**What you have to do:** Write the next part of the passage on Apple's daily trading volume and market value, starting after its final sentence.

**Selected excerpt:**
□ □ □ □

21.91 million shares of Apple were traded yesterday. That is $14,460,600,000 moving around. [1]

Now you must adjust down for HFT traders, market makers, option hedgers, futures guys and anyone else who trades massive amounts of stock each and every day. My rule of thumb is ~10% actually moves hands (rather than just being moved around).

So now we are at $1,460,600,000. Only $1.5 billion dollars actually moved around yesterday. If you had $1.5 billion dollars yesterday you could've controlled the "market cap/valuation" of 1 billion shares and half a trillion in value.

You can control the market cap of anything utilising the fact that valuation uses multiplicative leverage on stuff that doesn't exist yet. [2][3] Indeed - all those teengers you see in college at age 11? Way overvalued - come and check back in 10 years. Fallacy of exponential growth runs rampant through most of finance, and teenage "prodigies". [4]

Basically with only $1.5 billion you could control the value of $500 billion dollars worth of assets - on any one day - that's it. This is how you get bubbles. This is how you can have stock market booms and busts.

□ □ □ □

**Listed records:**
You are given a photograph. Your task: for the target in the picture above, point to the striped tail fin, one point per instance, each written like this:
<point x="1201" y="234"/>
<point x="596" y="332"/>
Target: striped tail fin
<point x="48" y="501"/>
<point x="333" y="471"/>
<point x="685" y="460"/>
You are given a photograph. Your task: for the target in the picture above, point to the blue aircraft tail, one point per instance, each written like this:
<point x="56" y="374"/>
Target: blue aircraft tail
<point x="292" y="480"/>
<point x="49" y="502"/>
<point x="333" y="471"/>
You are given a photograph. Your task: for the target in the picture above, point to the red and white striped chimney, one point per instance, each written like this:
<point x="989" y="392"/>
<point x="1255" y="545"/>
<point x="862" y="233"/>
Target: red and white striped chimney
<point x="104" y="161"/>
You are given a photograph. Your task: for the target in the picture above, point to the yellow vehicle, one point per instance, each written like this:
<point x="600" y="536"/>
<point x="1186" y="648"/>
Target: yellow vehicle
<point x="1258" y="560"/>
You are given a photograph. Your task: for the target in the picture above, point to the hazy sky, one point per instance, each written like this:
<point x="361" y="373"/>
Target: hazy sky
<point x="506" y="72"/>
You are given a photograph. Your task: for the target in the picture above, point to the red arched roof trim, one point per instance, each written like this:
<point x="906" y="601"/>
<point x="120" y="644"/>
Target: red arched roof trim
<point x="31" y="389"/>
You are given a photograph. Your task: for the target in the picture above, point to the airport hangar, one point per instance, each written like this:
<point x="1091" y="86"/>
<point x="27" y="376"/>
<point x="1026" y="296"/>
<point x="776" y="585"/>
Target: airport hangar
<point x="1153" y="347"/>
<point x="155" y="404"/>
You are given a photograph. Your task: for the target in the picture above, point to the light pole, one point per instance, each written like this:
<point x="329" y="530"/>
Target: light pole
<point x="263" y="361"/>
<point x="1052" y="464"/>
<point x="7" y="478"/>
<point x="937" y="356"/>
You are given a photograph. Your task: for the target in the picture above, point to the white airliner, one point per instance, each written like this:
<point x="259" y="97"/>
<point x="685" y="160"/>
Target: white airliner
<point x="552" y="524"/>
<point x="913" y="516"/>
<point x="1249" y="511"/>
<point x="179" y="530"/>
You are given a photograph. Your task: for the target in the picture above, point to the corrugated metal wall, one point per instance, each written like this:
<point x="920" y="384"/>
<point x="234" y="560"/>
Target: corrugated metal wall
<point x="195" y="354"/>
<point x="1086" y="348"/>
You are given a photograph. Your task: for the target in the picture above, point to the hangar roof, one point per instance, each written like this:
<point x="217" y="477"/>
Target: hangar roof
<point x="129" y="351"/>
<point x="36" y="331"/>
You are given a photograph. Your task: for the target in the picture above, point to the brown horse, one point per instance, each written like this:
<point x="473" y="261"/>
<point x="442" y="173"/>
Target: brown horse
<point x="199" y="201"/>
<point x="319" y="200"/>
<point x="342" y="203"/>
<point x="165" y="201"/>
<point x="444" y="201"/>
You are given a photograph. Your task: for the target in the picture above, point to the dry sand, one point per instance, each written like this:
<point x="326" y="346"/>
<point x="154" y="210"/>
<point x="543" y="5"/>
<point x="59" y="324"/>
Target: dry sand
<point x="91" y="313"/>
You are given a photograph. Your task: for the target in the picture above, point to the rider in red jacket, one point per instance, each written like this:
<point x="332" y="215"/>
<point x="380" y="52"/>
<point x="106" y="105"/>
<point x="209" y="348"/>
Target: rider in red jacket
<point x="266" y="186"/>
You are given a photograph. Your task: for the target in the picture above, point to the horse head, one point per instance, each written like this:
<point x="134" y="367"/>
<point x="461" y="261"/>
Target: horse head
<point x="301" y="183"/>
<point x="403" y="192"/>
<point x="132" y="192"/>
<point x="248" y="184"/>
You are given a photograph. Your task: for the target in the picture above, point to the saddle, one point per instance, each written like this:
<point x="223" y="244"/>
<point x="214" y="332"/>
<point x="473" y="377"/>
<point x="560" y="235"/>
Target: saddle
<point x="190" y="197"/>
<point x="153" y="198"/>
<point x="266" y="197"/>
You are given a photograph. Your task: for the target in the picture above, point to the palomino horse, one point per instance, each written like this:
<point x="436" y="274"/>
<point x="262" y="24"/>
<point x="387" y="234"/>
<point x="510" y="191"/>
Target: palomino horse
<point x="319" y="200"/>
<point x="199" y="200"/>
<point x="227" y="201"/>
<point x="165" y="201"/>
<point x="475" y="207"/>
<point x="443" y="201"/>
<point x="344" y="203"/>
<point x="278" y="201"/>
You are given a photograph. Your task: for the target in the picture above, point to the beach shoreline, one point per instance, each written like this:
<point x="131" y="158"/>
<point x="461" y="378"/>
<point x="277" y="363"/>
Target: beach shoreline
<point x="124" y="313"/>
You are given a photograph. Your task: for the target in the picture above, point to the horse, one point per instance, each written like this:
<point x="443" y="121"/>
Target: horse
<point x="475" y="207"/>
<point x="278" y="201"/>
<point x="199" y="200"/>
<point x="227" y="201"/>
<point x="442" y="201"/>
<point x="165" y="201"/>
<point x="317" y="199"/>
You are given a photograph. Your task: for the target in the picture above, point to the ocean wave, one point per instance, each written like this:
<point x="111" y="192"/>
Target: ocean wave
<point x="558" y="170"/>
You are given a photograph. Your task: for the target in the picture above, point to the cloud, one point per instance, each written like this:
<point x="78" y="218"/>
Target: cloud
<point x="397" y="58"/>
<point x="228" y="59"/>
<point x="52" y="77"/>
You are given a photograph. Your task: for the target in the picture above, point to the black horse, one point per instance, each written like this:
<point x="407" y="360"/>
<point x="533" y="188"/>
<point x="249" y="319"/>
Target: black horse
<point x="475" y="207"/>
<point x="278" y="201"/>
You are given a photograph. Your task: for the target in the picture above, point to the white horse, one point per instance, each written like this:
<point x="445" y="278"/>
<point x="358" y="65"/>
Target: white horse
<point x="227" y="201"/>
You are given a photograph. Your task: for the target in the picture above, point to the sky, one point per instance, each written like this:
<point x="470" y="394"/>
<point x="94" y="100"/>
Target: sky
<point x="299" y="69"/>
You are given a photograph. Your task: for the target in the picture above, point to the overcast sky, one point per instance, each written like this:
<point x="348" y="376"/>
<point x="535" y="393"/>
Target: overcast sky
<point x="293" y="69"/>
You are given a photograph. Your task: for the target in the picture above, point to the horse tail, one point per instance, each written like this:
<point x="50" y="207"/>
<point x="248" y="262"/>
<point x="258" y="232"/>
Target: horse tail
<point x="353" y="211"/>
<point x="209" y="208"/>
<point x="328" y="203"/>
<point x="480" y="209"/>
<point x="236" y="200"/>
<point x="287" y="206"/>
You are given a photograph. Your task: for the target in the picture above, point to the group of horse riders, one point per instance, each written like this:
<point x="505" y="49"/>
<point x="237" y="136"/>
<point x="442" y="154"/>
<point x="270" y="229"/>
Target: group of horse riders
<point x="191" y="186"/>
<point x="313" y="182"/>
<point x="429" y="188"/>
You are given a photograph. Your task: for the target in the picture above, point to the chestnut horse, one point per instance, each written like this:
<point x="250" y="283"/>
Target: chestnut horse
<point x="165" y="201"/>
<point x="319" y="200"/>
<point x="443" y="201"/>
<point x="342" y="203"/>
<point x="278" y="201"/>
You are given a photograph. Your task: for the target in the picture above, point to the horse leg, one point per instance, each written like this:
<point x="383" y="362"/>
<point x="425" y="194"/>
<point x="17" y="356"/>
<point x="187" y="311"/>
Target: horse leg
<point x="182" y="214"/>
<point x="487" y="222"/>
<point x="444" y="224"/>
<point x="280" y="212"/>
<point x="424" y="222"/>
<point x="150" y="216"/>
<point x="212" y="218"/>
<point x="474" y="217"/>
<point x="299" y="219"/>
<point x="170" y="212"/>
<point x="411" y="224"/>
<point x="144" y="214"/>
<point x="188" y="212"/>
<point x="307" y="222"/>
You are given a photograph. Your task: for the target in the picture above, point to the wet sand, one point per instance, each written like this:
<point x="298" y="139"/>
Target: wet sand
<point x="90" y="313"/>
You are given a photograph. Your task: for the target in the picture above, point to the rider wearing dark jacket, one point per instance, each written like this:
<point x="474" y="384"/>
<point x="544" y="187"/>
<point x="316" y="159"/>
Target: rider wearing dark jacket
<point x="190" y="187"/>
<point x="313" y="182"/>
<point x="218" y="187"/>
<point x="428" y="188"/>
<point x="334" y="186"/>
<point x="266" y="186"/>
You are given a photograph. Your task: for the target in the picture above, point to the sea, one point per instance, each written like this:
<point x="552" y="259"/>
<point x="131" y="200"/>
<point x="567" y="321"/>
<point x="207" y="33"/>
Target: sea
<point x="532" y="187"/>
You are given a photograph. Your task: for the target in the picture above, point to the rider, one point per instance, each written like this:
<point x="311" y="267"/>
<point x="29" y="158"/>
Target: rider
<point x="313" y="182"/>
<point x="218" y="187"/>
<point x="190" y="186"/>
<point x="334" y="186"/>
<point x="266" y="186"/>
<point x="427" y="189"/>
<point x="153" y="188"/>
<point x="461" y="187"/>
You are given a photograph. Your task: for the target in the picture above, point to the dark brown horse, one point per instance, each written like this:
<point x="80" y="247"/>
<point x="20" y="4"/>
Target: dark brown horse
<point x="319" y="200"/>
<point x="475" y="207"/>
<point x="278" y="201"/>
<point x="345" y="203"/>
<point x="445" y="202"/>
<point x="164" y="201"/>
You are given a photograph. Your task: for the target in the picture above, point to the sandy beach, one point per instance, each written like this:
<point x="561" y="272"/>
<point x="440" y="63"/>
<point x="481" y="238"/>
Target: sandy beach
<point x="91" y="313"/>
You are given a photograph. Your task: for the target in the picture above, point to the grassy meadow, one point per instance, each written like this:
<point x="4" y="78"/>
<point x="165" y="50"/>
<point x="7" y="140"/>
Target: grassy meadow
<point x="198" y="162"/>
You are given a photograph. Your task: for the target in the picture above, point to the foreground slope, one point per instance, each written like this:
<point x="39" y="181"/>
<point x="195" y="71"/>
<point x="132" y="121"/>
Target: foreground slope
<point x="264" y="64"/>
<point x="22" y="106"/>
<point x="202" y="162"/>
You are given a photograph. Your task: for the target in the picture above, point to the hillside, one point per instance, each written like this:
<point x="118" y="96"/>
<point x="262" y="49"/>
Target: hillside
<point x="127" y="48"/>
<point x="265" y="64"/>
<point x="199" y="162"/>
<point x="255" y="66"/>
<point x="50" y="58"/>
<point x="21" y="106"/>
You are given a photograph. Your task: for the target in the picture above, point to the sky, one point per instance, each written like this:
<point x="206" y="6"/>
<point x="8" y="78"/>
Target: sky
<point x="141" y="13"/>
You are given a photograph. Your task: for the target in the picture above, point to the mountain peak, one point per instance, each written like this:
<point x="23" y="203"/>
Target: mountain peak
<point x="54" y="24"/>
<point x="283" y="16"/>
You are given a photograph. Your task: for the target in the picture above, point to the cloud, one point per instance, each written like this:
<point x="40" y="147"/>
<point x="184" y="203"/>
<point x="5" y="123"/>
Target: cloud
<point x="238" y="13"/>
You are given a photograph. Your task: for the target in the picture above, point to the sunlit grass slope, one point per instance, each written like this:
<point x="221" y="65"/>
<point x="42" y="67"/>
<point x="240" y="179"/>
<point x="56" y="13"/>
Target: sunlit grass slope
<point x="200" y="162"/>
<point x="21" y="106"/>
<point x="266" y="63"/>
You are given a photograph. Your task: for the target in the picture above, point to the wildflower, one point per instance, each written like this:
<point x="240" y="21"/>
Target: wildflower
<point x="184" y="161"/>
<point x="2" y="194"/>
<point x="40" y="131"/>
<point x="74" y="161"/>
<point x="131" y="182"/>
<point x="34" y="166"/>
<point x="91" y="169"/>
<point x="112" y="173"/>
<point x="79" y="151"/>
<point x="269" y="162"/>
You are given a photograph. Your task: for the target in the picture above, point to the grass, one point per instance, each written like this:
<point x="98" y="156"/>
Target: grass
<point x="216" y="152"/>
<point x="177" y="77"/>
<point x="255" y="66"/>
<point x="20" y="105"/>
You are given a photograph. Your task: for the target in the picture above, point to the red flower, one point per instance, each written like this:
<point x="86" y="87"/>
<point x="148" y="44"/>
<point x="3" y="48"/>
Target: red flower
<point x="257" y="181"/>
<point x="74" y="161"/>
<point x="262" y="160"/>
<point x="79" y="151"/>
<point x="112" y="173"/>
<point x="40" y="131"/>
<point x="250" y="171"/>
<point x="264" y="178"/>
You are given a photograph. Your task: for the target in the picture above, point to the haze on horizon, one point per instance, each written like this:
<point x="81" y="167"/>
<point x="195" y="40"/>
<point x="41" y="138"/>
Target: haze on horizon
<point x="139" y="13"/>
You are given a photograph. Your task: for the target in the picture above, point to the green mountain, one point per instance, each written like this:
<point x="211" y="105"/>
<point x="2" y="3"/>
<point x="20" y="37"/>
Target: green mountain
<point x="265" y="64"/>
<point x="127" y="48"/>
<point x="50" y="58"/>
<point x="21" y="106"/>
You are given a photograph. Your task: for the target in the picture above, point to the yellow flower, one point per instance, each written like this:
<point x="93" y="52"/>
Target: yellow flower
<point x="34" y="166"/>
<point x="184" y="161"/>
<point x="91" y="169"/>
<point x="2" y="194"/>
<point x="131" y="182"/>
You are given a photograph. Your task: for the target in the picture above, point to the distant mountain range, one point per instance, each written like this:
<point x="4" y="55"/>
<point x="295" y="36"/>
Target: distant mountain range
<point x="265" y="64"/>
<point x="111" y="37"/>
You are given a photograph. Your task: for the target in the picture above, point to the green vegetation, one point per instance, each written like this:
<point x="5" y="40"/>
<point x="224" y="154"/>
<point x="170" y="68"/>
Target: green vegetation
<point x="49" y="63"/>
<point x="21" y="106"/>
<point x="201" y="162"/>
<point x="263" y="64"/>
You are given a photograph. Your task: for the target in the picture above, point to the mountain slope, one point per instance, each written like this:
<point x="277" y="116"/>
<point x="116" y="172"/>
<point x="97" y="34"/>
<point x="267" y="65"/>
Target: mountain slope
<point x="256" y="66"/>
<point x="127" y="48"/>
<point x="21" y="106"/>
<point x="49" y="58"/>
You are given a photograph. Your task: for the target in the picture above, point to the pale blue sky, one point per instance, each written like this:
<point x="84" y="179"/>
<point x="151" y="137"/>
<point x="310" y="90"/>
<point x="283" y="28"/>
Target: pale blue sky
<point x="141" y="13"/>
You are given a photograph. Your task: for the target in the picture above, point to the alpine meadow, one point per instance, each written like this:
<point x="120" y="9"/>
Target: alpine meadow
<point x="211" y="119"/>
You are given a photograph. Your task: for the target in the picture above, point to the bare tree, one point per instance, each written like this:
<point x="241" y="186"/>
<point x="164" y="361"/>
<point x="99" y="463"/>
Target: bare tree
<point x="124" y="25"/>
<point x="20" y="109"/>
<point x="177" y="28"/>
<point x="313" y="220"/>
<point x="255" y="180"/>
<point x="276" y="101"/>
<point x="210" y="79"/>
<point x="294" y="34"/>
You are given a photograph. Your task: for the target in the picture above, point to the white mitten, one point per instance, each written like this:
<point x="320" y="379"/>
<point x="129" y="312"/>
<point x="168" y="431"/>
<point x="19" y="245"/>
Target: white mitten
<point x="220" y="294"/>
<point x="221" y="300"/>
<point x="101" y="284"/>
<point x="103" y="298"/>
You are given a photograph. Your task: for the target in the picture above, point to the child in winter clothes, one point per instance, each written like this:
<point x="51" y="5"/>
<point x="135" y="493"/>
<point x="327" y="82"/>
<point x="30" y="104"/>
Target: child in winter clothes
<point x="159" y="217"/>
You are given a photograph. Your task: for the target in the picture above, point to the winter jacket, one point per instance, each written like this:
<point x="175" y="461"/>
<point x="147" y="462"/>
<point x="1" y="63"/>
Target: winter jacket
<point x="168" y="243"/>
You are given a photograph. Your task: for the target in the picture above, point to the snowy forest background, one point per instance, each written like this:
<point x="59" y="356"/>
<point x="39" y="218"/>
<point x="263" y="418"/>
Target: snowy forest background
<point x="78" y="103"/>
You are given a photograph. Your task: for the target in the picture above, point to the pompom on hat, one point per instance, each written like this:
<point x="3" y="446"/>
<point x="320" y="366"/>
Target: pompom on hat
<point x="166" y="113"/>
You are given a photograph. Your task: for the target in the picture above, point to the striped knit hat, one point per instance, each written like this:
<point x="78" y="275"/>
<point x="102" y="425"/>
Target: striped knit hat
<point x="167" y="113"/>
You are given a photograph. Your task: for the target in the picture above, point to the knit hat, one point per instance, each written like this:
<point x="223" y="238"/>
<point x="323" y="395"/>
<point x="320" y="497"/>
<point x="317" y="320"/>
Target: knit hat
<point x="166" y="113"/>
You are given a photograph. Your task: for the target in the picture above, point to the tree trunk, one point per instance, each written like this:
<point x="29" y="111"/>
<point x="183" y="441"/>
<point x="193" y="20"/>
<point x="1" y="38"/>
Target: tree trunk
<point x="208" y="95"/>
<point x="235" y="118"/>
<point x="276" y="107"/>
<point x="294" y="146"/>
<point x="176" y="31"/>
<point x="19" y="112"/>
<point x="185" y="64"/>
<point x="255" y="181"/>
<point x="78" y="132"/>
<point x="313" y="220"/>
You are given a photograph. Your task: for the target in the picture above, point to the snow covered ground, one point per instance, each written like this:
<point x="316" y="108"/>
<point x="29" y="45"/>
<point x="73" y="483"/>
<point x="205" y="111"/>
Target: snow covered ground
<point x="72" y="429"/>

□ □ □ □

**In response:**
Valuation leverage allows you to bid up prices for any stock using less than 2% in actual value, selling to the next tulip buyer whenever they come in trading. [5] If you had to use 100% cash - well there just ain't enough to go around my friends!

Startups?

Invest $20K just like YC does, valuing a company at $1 million - pre-product and sometimes even pre-team! The million dollars just ain't there yet - but everybody - look yonder - valuation and investor interest over the horizon!

Venture Funds?

Instagram received a $50 million cash injection which valued it at a cool $500+ million - pre-revenue. $500 million in cash wasn't actually in the coffers (or on the horizon) but Facebook look - just look - at our valuation/predicted growth - you gotta buy us out (with cash of course). And double the price while you're at it.

~2% of the world's value actually exchanged hands yesterday on the world markets.

~0.5% of market participants actually moved the prices that the rest of the world was priced at.

Hold ~2% of the world - and control it all.

Valuation is bullshit - it's like leverage without the cost of capital.

Sources:

[1] - https://www.google.com/finance?client=ob&q=NASDAQ:AAPL

[2] - https://en.wikipedia.org/wiki/Valuation_(finance)

[3] - https://en.wikipedia.org/wiki/Leverage_(finance)

[4] - http://xkcd.com/605/

[5] - https://en.wikipedia.org/wiki/Market_capitalization




I'm not so sure that temporarily changing the market cap of apple really would count as controlling it.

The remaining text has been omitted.